WORK REQUEST 1: In the report on Covid on the Gold Coast, how many masks per day are police handing out there?
WORK REQUEST 2: Quote the Gold Coast Covid report word for word, everything from "Carroll said police" down to "the Omicron variant.".
WORK REQUEST 3: Extend the news report on Covid on the Gold Coast, picking up after its final sentence.

EXTRACT:
Carroll said police were currently handing out 200-300 masks per day on the Gold Coast and this should not be the case.

Premier Annastacia Palaszczuk said authorities were particularly concerned about the virus spread on the Gold Coast, where a lot of people are now ending up in hospital and in intensive care.

“What we want to see is more people on the Gold Coast wearing masks. Just because you are on holiday doesn’t mean you can’t get Covid,” Palaszczuk said.

The latest Queensland  case numbers will be released later on Tuesday.

However on Monday it was revealed that the Gold Coast, lagging behind in vaccination rates, was bearing the brunt of the rapid spread of the Omicron variant.

Of the 419 people in hospital on Monday, 101 of them were on the Gold Coast. And of the 11 people in ICU on the coast, six were unvaccinated and suffering severe Covid type pneumonia, akin to the symptoms which killed so many in the early days of the virus, before vaccination were available.

DATASET CONTENT:
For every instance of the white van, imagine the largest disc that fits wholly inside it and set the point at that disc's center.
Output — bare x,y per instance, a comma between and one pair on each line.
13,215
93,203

RESPONSE 1: 200-300 masks per day.

RESPONSE 2:
Carroll said police were currently handing out 200-300 masks per day on the Gold Coast and this should not be the case.

Premier Annastacia Palaszczuk said authorities were particularly concerned about the virus spread on the Gold Coast, where a lot of people are now ending up in hospital and in intensive care.

“What we want to see is more people on the Gold Coast wearing masks. Just because you are on holiday doesn’t mean you can’t get Covid,” Palaszczuk said.

The latest Queensland  case numbers will be released later on Tuesday.

However on Monday it was revealed that the Gold Coast, lagging behind in vaccination rates, was bearing the brunt of the rapid spread of the Omicron variant.

RESPONSE 3:
Palaszczuk also batted away criticism from the Prime Minister of the State’s plan to delay the school return by two weeks to enable children to be vaccinated and for the State to get past the expected peak of the Omicron wave, expected in late January.

Scott Morrison has questioned whether the plan, so far only happening in Queensland, risks extending the Omicron wave.

“We have acted on health advice. I always act on health advice,” Palaszczuk said.

And she said parents she had spoken with had expressed thanks for the delay.

On Tuesday, New South Wales recorded 25,870 new cases and 11 deaths while Victoria has recorded 37,994 cases and 13 deaths.